Begin at the top of the records below and return each line exactly through the line with "Find the innermost point of each instance of the person's". Skip pictures.

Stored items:
▬▬▬▬▬▬▬▬▬▬

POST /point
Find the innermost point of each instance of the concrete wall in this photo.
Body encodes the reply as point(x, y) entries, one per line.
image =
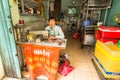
point(14, 11)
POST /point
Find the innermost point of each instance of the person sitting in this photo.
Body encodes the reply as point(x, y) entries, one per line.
point(54, 31)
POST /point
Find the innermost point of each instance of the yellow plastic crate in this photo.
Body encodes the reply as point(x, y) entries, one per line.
point(108, 55)
point(105, 73)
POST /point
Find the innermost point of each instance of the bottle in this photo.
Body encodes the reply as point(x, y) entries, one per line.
point(119, 44)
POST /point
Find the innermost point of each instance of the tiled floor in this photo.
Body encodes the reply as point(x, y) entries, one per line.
point(80, 59)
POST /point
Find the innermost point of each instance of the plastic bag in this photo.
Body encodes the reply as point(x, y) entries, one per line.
point(65, 68)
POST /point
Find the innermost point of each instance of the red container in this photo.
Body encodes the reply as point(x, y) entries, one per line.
point(21, 21)
point(76, 35)
point(108, 34)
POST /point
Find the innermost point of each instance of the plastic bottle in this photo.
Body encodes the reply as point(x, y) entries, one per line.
point(119, 43)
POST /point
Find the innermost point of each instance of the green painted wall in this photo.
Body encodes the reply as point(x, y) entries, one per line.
point(115, 8)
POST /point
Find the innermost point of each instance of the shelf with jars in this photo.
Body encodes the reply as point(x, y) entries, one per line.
point(29, 7)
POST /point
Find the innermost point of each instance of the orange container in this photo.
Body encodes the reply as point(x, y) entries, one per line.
point(108, 55)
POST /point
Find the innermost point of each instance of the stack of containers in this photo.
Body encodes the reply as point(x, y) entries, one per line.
point(107, 56)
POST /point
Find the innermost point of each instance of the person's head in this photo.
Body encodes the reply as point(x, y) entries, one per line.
point(52, 21)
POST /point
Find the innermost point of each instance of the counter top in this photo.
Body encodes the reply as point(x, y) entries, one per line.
point(46, 43)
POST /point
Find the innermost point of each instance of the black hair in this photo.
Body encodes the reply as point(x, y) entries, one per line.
point(51, 18)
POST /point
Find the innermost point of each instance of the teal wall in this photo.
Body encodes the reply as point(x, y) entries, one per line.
point(115, 8)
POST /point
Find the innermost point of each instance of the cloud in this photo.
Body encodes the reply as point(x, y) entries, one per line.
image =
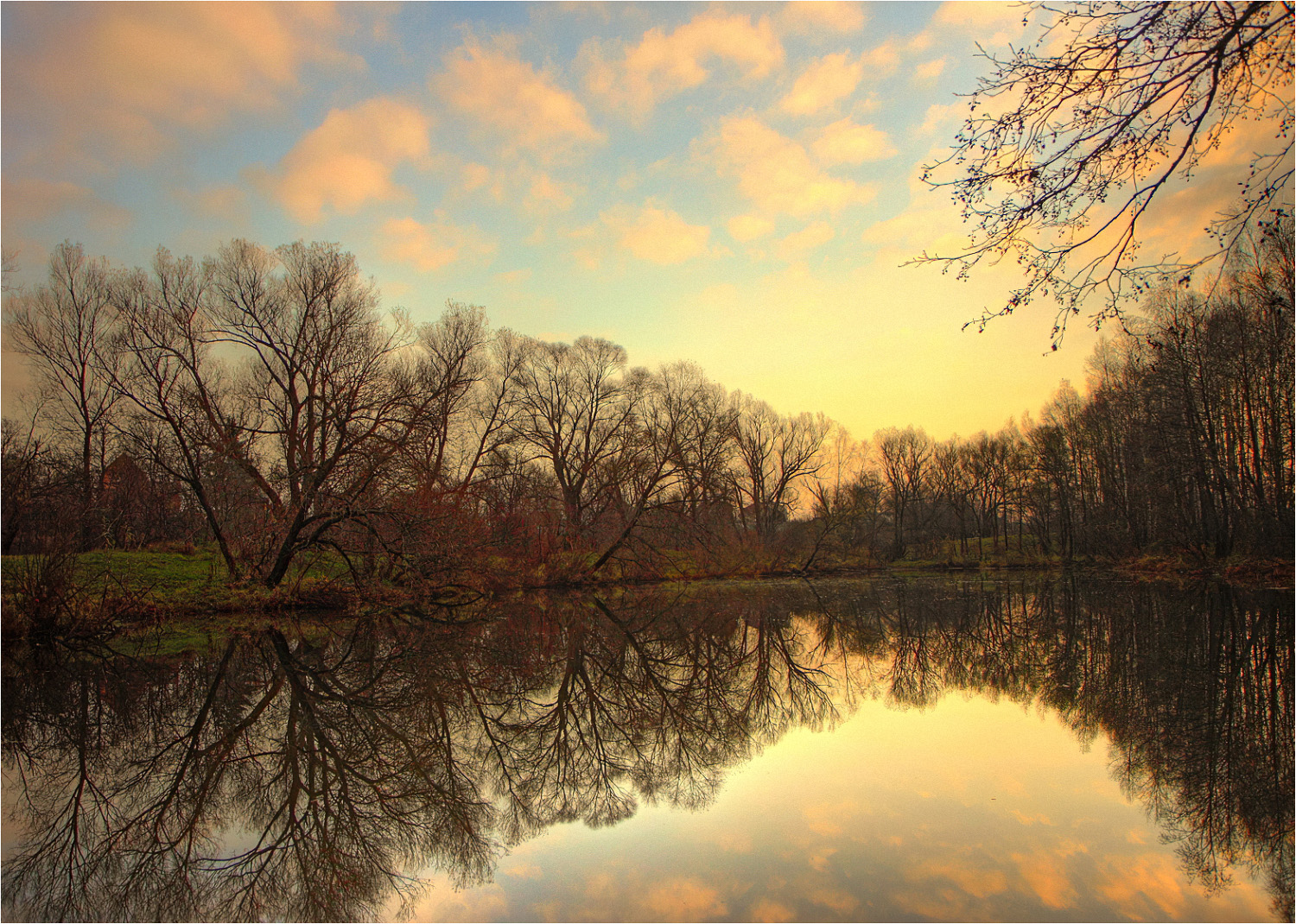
point(777, 174)
point(225, 202)
point(104, 82)
point(749, 227)
point(656, 235)
point(943, 117)
point(497, 88)
point(29, 201)
point(826, 80)
point(432, 246)
point(844, 142)
point(523, 184)
point(816, 17)
point(686, 900)
point(347, 161)
point(663, 65)
point(992, 22)
point(800, 243)
point(928, 70)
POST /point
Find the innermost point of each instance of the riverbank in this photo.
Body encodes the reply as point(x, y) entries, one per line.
point(152, 585)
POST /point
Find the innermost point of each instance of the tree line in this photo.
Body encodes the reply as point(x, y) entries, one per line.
point(258, 401)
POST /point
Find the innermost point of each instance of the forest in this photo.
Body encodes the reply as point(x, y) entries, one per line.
point(259, 404)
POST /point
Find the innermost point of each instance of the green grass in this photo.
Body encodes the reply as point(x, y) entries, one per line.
point(186, 581)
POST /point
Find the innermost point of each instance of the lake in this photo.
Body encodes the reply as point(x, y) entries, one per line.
point(1031, 748)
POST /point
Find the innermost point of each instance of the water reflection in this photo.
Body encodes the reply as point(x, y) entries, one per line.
point(311, 776)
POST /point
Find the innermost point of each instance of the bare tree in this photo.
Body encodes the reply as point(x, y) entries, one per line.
point(774, 453)
point(905, 458)
point(64, 326)
point(575, 411)
point(1114, 104)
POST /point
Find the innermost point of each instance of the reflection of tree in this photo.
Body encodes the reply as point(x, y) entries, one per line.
point(1192, 687)
point(303, 781)
point(308, 778)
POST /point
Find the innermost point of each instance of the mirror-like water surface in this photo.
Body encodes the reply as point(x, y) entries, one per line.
point(855, 750)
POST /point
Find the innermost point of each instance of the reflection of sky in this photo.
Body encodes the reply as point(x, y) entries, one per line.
point(971, 810)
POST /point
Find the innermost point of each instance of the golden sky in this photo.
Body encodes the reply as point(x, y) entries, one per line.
point(725, 183)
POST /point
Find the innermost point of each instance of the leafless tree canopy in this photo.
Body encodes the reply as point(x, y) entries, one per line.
point(1070, 142)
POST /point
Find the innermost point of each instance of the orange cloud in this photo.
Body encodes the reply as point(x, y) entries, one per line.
point(777, 174)
point(928, 70)
point(658, 235)
point(844, 142)
point(347, 160)
point(826, 80)
point(663, 65)
point(993, 22)
point(111, 80)
point(31, 199)
point(814, 17)
point(800, 243)
point(432, 246)
point(497, 88)
point(749, 227)
point(686, 900)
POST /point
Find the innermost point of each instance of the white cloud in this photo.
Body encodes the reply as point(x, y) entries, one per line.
point(432, 246)
point(347, 161)
point(656, 235)
point(823, 83)
point(105, 80)
point(777, 174)
point(497, 88)
point(800, 243)
point(844, 142)
point(634, 79)
point(816, 17)
point(749, 227)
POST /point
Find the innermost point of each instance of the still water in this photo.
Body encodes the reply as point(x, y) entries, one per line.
point(1026, 750)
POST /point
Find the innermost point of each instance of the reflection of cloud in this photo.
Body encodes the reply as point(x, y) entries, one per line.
point(119, 78)
point(976, 879)
point(1150, 880)
point(656, 235)
point(826, 80)
point(766, 908)
point(524, 871)
point(349, 158)
point(777, 174)
point(430, 246)
point(682, 900)
point(1047, 877)
point(835, 900)
point(499, 90)
point(749, 227)
point(663, 64)
point(829, 820)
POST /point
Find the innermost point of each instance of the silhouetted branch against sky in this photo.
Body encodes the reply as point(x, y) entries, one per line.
point(1070, 140)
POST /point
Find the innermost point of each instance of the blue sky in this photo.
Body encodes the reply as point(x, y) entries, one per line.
point(733, 184)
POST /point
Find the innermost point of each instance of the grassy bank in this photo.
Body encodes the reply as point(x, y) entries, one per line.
point(142, 587)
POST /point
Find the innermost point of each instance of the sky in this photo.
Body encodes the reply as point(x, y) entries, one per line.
point(738, 186)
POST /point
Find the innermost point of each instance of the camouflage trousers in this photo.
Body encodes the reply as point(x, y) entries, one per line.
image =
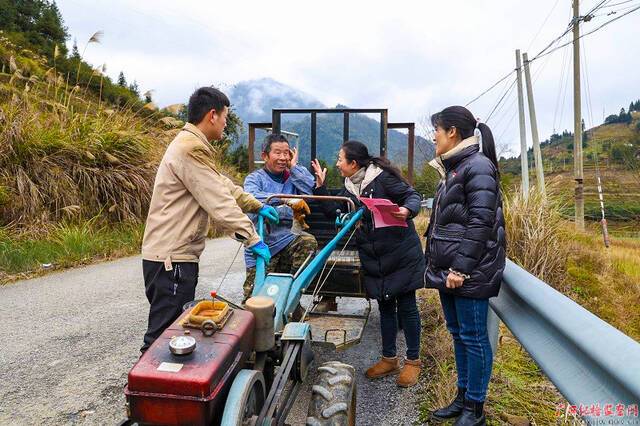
point(286, 261)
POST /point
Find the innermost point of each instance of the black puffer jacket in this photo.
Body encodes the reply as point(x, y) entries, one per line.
point(467, 232)
point(391, 257)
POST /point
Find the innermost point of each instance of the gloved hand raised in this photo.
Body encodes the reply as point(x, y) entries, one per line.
point(270, 214)
point(260, 249)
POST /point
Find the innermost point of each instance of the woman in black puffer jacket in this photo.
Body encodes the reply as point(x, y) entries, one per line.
point(465, 251)
point(391, 257)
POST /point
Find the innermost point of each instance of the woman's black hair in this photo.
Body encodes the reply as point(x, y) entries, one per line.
point(463, 120)
point(358, 152)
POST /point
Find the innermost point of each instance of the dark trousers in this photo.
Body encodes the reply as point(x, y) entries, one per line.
point(407, 313)
point(167, 292)
point(467, 322)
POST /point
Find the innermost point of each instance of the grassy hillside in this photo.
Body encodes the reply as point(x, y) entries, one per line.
point(613, 148)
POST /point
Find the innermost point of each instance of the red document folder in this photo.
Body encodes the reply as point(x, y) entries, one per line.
point(381, 209)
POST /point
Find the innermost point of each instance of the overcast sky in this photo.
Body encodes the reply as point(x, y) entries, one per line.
point(414, 57)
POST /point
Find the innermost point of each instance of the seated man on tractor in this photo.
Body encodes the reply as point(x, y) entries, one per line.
point(287, 241)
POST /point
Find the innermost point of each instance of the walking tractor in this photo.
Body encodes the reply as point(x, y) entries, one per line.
point(220, 363)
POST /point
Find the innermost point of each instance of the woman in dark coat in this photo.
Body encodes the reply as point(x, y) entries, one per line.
point(465, 251)
point(391, 257)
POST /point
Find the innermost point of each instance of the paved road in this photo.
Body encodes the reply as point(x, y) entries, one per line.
point(68, 340)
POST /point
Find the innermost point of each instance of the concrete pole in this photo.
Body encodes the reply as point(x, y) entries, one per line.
point(524, 167)
point(537, 155)
point(577, 120)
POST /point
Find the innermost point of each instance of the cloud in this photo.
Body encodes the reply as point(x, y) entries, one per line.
point(414, 57)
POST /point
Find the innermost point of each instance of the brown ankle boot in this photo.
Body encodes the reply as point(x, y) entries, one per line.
point(384, 367)
point(410, 373)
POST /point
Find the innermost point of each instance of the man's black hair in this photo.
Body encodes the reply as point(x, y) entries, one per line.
point(204, 100)
point(270, 139)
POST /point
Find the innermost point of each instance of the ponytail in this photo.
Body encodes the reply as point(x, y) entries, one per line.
point(358, 152)
point(466, 124)
point(488, 145)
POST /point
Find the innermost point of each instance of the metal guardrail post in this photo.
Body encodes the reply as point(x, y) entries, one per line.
point(493, 329)
point(588, 360)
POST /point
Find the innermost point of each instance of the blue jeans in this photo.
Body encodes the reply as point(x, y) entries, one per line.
point(409, 317)
point(467, 322)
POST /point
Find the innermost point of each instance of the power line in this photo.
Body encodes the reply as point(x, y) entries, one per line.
point(490, 88)
point(588, 33)
point(543, 24)
point(544, 52)
point(560, 88)
point(509, 89)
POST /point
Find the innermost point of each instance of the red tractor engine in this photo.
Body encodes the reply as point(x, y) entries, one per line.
point(184, 377)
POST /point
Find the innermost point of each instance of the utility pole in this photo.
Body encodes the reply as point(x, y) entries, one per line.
point(524, 167)
point(537, 155)
point(577, 120)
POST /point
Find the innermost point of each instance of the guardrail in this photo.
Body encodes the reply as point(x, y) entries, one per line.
point(590, 362)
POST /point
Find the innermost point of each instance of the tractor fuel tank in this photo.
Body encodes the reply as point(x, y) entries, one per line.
point(170, 389)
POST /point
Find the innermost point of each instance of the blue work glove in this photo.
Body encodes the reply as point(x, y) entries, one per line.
point(261, 250)
point(270, 214)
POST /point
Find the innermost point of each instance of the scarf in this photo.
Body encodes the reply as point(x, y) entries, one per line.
point(361, 179)
point(437, 163)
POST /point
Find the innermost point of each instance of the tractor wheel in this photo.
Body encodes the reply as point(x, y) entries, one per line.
point(333, 396)
point(245, 399)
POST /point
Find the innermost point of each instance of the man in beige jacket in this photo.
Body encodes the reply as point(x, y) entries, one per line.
point(188, 190)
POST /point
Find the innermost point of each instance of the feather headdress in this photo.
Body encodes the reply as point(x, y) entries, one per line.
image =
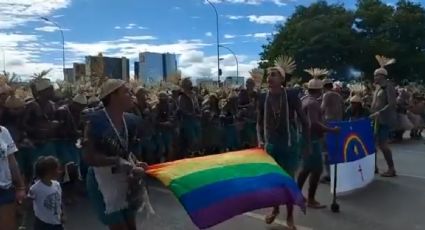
point(4, 86)
point(16, 100)
point(257, 75)
point(175, 78)
point(316, 83)
point(383, 61)
point(286, 63)
point(316, 72)
point(357, 88)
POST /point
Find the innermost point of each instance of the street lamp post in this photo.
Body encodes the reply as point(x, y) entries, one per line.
point(63, 42)
point(218, 41)
point(236, 59)
point(4, 60)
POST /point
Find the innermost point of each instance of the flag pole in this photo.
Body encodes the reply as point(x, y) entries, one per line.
point(335, 205)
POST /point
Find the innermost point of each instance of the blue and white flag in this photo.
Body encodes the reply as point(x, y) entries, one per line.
point(353, 151)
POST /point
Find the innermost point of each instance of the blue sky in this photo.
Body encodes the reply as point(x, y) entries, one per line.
point(127, 27)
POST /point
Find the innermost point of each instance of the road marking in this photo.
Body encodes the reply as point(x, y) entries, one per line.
point(278, 222)
point(161, 190)
point(249, 214)
point(412, 176)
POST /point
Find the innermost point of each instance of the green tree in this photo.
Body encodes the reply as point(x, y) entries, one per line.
point(408, 33)
point(319, 35)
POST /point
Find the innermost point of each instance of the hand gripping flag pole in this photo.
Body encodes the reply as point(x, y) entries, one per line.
point(335, 205)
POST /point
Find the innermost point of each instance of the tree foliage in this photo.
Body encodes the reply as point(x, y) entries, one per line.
point(330, 36)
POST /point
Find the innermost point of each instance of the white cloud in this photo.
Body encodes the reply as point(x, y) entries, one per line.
point(131, 49)
point(131, 26)
point(15, 13)
point(252, 2)
point(196, 64)
point(261, 35)
point(266, 19)
point(234, 17)
point(138, 38)
point(49, 29)
point(259, 19)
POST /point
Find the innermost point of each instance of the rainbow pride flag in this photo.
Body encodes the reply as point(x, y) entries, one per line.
point(216, 188)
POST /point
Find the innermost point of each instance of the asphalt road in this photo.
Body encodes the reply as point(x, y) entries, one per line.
point(387, 204)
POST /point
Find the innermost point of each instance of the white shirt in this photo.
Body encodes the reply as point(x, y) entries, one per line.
point(7, 147)
point(47, 202)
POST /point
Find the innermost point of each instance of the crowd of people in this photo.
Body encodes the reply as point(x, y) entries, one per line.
point(49, 144)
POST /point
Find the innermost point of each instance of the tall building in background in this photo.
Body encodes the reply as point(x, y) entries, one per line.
point(117, 68)
point(136, 70)
point(156, 67)
point(79, 70)
point(69, 75)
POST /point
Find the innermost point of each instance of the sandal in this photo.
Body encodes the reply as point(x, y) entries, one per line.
point(315, 205)
point(271, 217)
point(389, 173)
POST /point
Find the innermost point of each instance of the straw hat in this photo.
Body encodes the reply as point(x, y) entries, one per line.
point(93, 99)
point(141, 89)
point(383, 61)
point(284, 65)
point(42, 84)
point(316, 83)
point(356, 99)
point(13, 102)
point(327, 81)
point(162, 95)
point(110, 86)
point(80, 99)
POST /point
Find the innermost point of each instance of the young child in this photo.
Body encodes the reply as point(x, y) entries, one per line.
point(46, 194)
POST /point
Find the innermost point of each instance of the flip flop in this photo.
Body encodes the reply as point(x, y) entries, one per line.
point(271, 218)
point(316, 205)
point(389, 174)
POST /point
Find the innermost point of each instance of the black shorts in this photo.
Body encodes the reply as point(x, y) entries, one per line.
point(7, 196)
point(40, 225)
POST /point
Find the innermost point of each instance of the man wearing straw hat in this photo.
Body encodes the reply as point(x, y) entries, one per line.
point(39, 119)
point(70, 130)
point(276, 125)
point(313, 163)
point(333, 110)
point(109, 137)
point(356, 110)
point(384, 112)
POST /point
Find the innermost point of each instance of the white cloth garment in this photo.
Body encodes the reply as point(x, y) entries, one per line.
point(7, 147)
point(47, 202)
point(114, 188)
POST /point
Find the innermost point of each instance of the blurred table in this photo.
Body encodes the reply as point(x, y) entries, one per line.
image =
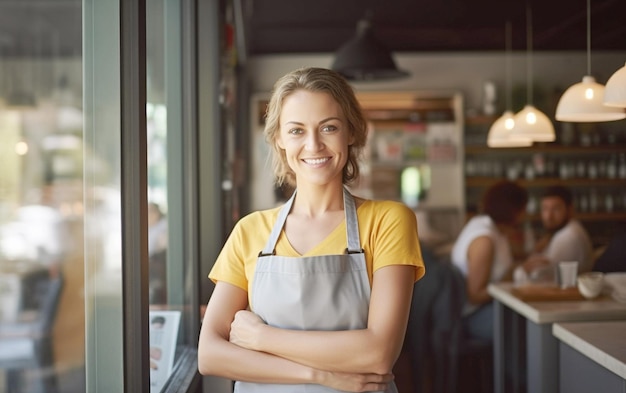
point(17, 280)
point(542, 366)
point(592, 356)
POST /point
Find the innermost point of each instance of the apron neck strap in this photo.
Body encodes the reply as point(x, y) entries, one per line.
point(352, 225)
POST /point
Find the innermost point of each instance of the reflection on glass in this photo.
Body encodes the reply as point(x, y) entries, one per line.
point(42, 320)
point(165, 188)
point(414, 184)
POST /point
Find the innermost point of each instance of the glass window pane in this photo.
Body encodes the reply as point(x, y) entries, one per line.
point(42, 226)
point(166, 190)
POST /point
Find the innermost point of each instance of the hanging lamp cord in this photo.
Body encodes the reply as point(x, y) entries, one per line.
point(588, 37)
point(507, 64)
point(529, 51)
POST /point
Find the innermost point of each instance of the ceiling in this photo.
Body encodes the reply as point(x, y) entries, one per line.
point(321, 26)
point(290, 27)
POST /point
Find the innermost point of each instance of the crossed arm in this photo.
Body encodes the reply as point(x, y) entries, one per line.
point(236, 344)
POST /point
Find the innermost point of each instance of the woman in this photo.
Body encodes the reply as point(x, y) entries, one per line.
point(483, 254)
point(327, 277)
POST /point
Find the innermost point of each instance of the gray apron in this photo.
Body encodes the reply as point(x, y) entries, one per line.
point(328, 292)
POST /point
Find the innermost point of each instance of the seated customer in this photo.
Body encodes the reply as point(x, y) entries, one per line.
point(483, 253)
point(565, 239)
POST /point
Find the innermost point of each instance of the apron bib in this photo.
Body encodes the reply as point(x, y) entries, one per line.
point(327, 292)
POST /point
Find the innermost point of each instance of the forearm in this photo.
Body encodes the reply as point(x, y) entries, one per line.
point(221, 358)
point(359, 351)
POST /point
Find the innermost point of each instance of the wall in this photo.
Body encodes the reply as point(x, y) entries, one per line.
point(464, 72)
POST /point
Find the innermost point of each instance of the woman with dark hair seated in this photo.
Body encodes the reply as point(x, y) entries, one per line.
point(483, 253)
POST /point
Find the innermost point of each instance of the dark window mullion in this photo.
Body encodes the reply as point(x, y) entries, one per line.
point(134, 195)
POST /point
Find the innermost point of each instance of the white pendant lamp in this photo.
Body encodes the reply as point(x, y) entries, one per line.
point(615, 90)
point(530, 122)
point(584, 102)
point(501, 131)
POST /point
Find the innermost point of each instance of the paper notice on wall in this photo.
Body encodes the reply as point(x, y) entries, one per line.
point(163, 338)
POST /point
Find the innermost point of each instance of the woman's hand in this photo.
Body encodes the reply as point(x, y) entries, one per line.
point(350, 382)
point(245, 328)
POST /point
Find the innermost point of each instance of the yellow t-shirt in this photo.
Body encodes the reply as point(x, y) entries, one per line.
point(387, 230)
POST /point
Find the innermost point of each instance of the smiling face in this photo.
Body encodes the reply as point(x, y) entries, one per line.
point(315, 137)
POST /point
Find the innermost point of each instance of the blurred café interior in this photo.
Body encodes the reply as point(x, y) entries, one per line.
point(131, 143)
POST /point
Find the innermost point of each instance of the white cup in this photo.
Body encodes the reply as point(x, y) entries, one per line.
point(590, 284)
point(568, 272)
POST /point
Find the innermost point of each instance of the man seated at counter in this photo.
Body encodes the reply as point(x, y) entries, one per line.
point(564, 237)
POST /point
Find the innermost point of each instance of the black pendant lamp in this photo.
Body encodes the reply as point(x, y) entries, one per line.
point(364, 58)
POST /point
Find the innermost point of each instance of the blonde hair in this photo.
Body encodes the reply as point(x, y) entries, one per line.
point(318, 80)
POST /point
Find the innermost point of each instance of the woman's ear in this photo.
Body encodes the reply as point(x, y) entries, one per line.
point(279, 142)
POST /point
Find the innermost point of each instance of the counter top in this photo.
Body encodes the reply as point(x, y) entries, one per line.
point(542, 312)
point(603, 342)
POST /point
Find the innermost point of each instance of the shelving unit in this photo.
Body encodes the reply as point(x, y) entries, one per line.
point(590, 159)
point(415, 155)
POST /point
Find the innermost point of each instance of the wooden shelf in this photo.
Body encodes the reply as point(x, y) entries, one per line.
point(590, 217)
point(545, 182)
point(547, 148)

▬▬▬▬▬▬▬▬▬▬

SOLUTION FOR THIS TASK ->
POST /point
Find the innermost point of each instance of the concrete wall in this photo.
Body encodes the reply as point(x, y) entries, one per line.
image =
point(14, 11)
POST /point
Find the innermost point of each instance of the person sitting in this photo.
Body encodes the reply as point(x, y) entries, one per line.
point(54, 31)
POST /point
Find the innermost point of each instance of the yellow plastic crate in this photo.
Body encodes the reply as point(x, y) entries, one per line.
point(108, 55)
point(105, 73)
POST /point
Find the innermost point of each instance of the bottle in this photo.
Body encodes the reply as point(x, y) entries, one per line.
point(119, 44)
POST /point
Find the innermost point of each instance of the tiled floor in this photo.
Body encodes the reply as point(x, y) entries, one per line.
point(80, 59)
POST /point
Find the innermost point of each instance of the plastic bag in this photo.
Body encodes the reply as point(x, y) entries, one per line.
point(65, 68)
POST /point
Find the innermost point of each instance of the red container in this photo.
Body encodes the reply as point(x, y) entries, one per line.
point(21, 21)
point(76, 35)
point(108, 34)
POST /point
Find the innermost point of each instance of the plastic bottle in this photo.
Body encodes the reply as point(x, y) entries, one per line.
point(119, 43)
POST /point
Find the innermost point of each instance of the green painted wall in this photo.
Body encodes the reply as point(x, y) entries, one per line.
point(115, 8)
POST /point
Find the innermost point of each instance of the shelf with jars in this photo.
Body encodes the reply as point(x, y) entries, one per line.
point(29, 7)
POST /point
Find the innermost point of each instance of the orange container in this photo.
Body encodes the reply as point(x, y) entries, one per line.
point(108, 55)
POST /point
Find the innermost point of each instance of the stack of containers in this photo.
Body encodes the reply as point(x, y) entries, one per line.
point(107, 56)
POST /point
Find the innermost point of each instance of the person's head in this photo.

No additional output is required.